* **Material to process**
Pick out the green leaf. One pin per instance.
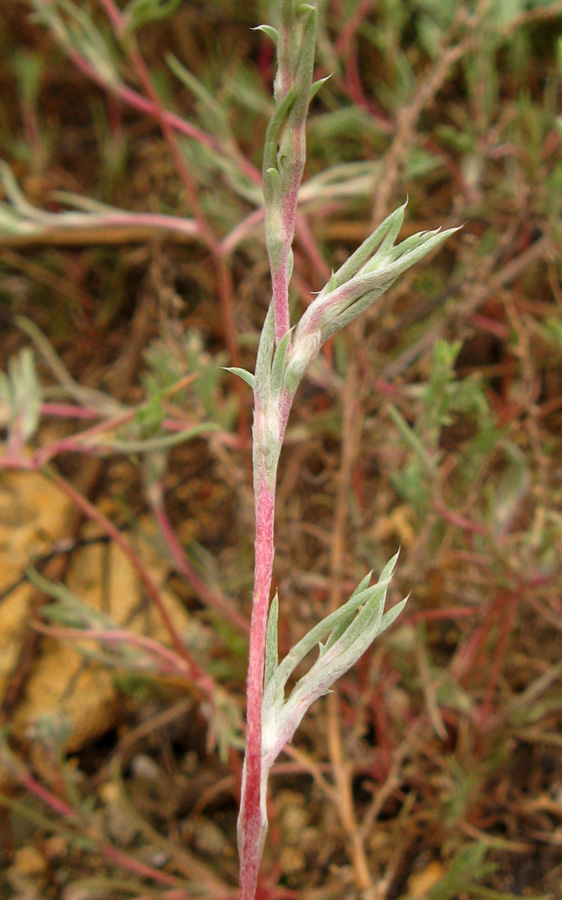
(270, 31)
(279, 364)
(316, 85)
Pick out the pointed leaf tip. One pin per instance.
(242, 373)
(269, 31)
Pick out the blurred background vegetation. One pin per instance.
(435, 425)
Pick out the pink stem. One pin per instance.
(252, 821)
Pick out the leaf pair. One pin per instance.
(350, 631)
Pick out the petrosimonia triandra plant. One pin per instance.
(283, 356)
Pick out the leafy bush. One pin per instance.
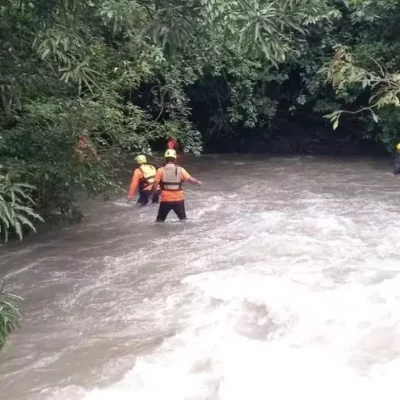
(16, 207)
(9, 313)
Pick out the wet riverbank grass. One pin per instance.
(9, 314)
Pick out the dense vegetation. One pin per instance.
(9, 314)
(83, 82)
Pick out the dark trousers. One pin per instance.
(144, 197)
(167, 206)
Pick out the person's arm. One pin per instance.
(134, 184)
(157, 180)
(194, 181)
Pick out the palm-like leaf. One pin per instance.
(16, 207)
(9, 313)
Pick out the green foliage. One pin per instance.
(9, 313)
(16, 206)
(123, 75)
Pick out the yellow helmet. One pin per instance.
(170, 153)
(141, 159)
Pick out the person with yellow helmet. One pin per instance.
(143, 179)
(396, 170)
(171, 178)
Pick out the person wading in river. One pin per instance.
(396, 170)
(171, 178)
(143, 178)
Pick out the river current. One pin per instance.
(284, 283)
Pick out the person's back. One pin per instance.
(171, 178)
(143, 179)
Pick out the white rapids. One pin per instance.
(283, 284)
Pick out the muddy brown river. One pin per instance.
(283, 284)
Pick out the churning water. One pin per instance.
(284, 284)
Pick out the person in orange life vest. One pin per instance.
(143, 179)
(170, 178)
(172, 143)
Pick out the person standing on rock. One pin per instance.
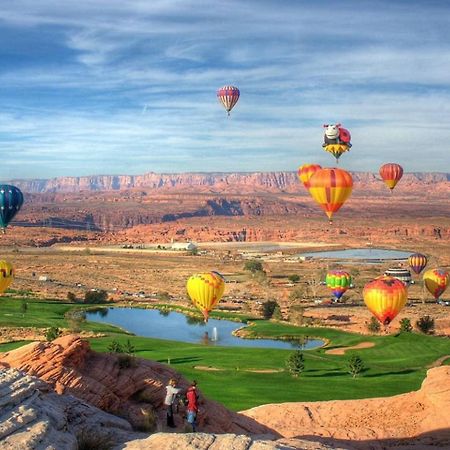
(192, 406)
(171, 395)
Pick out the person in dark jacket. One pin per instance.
(192, 405)
(171, 395)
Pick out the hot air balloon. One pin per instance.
(385, 297)
(228, 96)
(336, 140)
(306, 171)
(338, 281)
(6, 275)
(11, 200)
(404, 275)
(205, 291)
(436, 281)
(417, 262)
(391, 174)
(330, 188)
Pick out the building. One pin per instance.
(184, 246)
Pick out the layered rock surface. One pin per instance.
(136, 392)
(32, 416)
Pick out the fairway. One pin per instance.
(395, 364)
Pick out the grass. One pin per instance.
(45, 314)
(396, 364)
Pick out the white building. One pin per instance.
(184, 246)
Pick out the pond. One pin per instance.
(367, 254)
(178, 327)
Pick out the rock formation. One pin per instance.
(133, 389)
(32, 417)
(230, 182)
(405, 416)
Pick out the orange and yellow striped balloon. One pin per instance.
(205, 291)
(391, 174)
(306, 171)
(385, 297)
(330, 188)
(6, 275)
(436, 281)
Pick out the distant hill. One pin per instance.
(238, 182)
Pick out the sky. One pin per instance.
(128, 87)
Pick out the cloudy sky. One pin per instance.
(128, 87)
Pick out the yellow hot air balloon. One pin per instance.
(436, 281)
(330, 188)
(385, 297)
(6, 275)
(205, 291)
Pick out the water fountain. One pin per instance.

* **Exercise**
Repeat all of the data above word for word, minus the pictures.

* **Reply**
Pick out the green leaf. One pin per instance.
(270, 31)
(279, 364)
(316, 85)
Pick out the pointed leaf tip. One pin per instance.
(242, 373)
(269, 31)
Pick out the blurred background vegetation. One pin per instance.
(435, 425)
Pick out the pink stem. One pin per instance.
(252, 821)
Pick out the leaf pair. One pin per instance.
(350, 631)
Pick out the petrosimonia triandra plant. One pin per instance.
(283, 356)
Pick out the leafy bush. One pin per instance.
(16, 207)
(9, 313)
Pick out the wet riverbank grass. One pin per instance.
(9, 314)
Pick out the dense vegetation. One pin per instance.
(9, 314)
(83, 82)
Pick out the dark trousers. One pin per instance.
(144, 197)
(167, 206)
Pick out the person's arm. One pin per instance.
(134, 184)
(157, 180)
(194, 181)
Pick out the palm-like leaf. One pin per instance.
(16, 207)
(9, 313)
Pick out the green foliage. One pin per instance.
(9, 313)
(16, 206)
(123, 75)
Pick out the yellow helmet. One pin per instance.
(170, 153)
(141, 159)
Pick out the person with yellow helmet. One pin per instance.
(143, 179)
(396, 170)
(171, 178)
Pick out the person wading in river. One pin per instance.
(396, 170)
(171, 178)
(143, 178)
Pick out the river current. One pin per instance.
(284, 283)
Pick out the person's back. One pin per instance.
(171, 178)
(143, 179)
Pick out the white rapids. One pin per instance.
(283, 284)
Pick out the muddy brown river. One pin per instance.
(283, 284)
Pick out the churning water. One pin per instance.
(284, 284)
Pick out the person in orange life vest. One pin per instance.
(143, 179)
(170, 178)
(172, 143)
Pick out the person standing on rock. One pin per instance.
(192, 406)
(171, 395)
Pick out the person in dark jacket. One pin per instance.
(192, 405)
(171, 395)
Pick out the hot air balloon. One pin per instance.
(385, 297)
(228, 96)
(336, 140)
(306, 171)
(338, 281)
(6, 275)
(11, 200)
(404, 275)
(205, 291)
(436, 281)
(417, 262)
(391, 174)
(330, 188)
Pick out the building. One pin per instance.
(184, 246)
Pick out the layered rock surface. One pin per instance.
(136, 392)
(32, 416)
Pick out the fairway. One pin per instance.
(395, 364)
Pick out the grass. One pin per instance.
(45, 314)
(396, 364)
Pick out the white building. One pin per instance.
(184, 246)
Pick out the pond. One pin per instance.
(367, 254)
(178, 327)
Pick out the rock formation. One pin per instance.
(133, 389)
(32, 417)
(230, 182)
(405, 416)
Pick out the orange and yellow striped balloon. One pin per instance.
(205, 291)
(391, 174)
(306, 171)
(385, 297)
(330, 188)
(6, 275)
(436, 281)
Pick out the distant hill. One pin per instance.
(238, 182)
Pick out the sky. One pin per instance.
(128, 87)
Pick out the cloudy sky. One pin per instance.
(128, 87)
Pick out the yellow hot air balloon. One pin per instance.
(436, 281)
(330, 188)
(385, 297)
(6, 275)
(205, 291)
Pick out the water fountain. One pin per instance.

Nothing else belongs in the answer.